● Bloc de texte:
::::::
Tous les patriciens ne servaient pas dans les six centuries équestres. L. Tarquitius, le digne lieutenant de Cincinnatus, avait fait, quoique patricien, ses années de service dans l'infanterie, parce qu'il était pauvre[22]. S'il avait eu le cens équestre, le mine dictateur qui le nomma maître de la cavalerie, n'aurait-il pu lui assigner un cheval donné par l'État, et le classer comme simple chevalier dans une des douze dernières centuries équestres ? On ne voit pas quelle loi, ni quelle raison eût exclu un patricien, renommé par sa bravoure et par ses talents, des rangs de la cavalerie des quatre légions actives. Il est même certain que les jeunes patriciens pouvaient aspirer à l'honneur d'y être admis, puisque les sénateurs étaient jaloux de l'obtenir pour leurs fils.
::::::
Entrées d'annotation de coordonnées
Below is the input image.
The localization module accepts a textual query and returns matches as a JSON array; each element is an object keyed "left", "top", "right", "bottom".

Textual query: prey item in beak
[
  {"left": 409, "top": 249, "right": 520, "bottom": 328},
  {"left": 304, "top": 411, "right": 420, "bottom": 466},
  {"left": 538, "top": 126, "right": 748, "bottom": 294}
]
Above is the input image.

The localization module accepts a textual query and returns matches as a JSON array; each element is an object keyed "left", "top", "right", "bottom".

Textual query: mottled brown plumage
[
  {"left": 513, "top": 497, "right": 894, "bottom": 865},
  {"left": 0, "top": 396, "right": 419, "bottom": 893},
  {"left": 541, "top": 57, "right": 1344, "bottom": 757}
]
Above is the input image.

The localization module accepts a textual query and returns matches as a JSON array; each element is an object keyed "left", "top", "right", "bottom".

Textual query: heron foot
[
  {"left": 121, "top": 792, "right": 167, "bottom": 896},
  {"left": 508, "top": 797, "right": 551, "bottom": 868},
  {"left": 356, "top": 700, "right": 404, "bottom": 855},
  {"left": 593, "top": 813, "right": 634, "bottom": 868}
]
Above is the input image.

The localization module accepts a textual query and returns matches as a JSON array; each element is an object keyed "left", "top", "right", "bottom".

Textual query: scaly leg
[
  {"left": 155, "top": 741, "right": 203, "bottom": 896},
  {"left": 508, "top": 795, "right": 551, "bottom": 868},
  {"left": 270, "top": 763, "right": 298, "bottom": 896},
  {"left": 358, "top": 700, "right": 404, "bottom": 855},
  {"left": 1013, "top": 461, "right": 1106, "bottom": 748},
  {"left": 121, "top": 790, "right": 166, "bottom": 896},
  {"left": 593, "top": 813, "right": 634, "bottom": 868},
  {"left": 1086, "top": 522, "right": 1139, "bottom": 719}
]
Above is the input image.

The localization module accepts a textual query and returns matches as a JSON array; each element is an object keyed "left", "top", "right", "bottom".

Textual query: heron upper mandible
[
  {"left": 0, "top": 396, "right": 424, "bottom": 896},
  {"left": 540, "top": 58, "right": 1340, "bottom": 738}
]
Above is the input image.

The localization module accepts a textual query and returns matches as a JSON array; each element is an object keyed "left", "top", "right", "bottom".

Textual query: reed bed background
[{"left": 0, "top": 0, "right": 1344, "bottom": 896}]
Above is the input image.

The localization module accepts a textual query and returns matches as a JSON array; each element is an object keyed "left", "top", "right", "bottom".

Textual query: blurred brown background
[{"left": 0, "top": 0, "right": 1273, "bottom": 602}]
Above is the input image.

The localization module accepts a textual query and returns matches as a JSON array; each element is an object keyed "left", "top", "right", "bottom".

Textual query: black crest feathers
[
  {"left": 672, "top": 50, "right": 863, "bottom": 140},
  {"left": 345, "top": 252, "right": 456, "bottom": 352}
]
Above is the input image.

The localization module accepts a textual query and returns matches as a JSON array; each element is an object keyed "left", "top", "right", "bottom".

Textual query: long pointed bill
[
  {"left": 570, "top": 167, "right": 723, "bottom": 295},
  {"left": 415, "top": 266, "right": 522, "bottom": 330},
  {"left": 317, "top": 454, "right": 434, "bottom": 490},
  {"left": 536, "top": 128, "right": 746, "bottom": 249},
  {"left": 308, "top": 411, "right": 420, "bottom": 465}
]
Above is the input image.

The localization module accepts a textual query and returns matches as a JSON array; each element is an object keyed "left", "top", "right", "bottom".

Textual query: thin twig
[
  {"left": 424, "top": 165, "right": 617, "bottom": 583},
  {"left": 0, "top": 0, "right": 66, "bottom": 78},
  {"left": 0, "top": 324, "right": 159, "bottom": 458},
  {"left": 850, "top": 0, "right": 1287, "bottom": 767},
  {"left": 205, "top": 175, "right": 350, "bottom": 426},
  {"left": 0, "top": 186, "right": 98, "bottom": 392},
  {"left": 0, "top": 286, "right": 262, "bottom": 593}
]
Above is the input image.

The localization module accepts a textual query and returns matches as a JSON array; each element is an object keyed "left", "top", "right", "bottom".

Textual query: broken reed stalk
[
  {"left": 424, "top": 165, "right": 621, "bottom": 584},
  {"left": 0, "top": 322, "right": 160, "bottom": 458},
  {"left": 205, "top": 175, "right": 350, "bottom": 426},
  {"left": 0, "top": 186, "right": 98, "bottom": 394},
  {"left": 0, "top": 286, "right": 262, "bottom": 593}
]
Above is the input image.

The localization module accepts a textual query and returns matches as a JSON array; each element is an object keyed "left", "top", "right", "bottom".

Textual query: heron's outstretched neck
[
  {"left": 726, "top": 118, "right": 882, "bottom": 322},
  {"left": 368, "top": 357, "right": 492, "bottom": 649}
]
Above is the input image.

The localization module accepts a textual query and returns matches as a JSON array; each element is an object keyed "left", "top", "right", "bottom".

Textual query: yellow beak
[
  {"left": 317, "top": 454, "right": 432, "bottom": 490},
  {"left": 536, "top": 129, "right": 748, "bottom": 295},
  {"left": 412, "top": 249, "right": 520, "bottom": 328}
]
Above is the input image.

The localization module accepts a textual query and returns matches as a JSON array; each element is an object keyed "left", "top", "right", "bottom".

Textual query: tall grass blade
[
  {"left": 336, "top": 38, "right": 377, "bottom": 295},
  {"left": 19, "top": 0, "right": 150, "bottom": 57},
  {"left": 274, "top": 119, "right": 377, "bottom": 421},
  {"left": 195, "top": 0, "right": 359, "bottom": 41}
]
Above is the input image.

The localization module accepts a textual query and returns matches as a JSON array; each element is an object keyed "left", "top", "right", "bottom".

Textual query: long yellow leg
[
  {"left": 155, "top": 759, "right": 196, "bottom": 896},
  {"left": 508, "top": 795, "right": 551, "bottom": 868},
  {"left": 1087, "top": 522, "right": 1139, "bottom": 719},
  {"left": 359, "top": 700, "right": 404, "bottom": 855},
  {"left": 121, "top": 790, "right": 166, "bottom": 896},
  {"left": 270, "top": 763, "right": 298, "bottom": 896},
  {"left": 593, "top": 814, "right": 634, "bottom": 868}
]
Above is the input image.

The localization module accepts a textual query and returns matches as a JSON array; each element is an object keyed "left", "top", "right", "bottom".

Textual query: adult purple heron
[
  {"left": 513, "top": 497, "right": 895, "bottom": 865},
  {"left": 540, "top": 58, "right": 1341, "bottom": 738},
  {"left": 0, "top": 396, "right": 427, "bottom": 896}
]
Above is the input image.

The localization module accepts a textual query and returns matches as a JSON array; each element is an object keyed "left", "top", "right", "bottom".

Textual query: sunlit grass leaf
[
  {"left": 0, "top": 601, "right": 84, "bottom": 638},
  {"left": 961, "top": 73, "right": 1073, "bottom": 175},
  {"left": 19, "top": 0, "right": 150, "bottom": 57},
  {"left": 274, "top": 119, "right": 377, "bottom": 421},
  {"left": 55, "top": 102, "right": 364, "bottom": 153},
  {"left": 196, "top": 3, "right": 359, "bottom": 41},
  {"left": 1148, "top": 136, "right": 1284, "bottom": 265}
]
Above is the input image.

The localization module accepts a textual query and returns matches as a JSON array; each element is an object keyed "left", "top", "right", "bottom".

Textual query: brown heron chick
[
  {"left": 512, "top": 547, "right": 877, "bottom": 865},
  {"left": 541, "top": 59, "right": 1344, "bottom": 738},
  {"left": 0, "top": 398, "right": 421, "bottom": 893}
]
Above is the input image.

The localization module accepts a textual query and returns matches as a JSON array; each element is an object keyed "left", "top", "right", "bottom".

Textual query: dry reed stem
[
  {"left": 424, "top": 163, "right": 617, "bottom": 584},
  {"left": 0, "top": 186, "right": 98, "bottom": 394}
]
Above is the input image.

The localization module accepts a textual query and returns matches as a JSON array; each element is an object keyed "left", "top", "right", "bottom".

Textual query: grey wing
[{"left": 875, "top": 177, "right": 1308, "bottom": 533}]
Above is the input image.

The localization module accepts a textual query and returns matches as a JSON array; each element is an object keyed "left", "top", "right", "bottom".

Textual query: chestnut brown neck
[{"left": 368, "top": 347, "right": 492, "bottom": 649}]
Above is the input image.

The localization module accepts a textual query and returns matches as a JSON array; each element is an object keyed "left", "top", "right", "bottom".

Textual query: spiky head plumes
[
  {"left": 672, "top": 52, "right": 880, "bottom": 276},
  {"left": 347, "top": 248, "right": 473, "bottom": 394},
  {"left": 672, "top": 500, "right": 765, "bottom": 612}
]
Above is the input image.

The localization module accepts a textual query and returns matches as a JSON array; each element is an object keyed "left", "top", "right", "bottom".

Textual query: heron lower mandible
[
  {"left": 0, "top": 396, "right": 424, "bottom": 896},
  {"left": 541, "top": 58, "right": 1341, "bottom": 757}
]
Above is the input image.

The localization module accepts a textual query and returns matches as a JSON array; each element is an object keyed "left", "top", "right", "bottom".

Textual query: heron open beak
::::::
● Consigne: Recopiez le passage du texte sur les centuries équestres compris entre « Tous les patriciens » et « pour leurs fils. », bornes incluses.

● Solution:
Tous les patriciens ne servaient pas dans les six centuries équestres. L. Tarquitius, le digne lieutenant de Cincinnatus, avait fait, quoique patricien, ses années de service dans l'infanterie, parce qu'il était pauvre[22]. S'il avait eu le cens équestre, le mine dictateur qui le nomma maître de la cavalerie, n'aurait-il pu lui assigner un cheval donné par l'État, et le classer comme simple chevalier dans une des douze dernières centuries équestres ? On ne voit pas quelle loi, ni quelle raison eût exclu un patricien, renommé par sa bravoure et par ses talents, des rangs de la cavalerie des quatre légions actives. Il est même certain que les jeunes patriciens pouvaient aspirer à l'honneur d'y être admis, puisque les sénateurs étaient jaloux de l'obtenir pour leurs fils.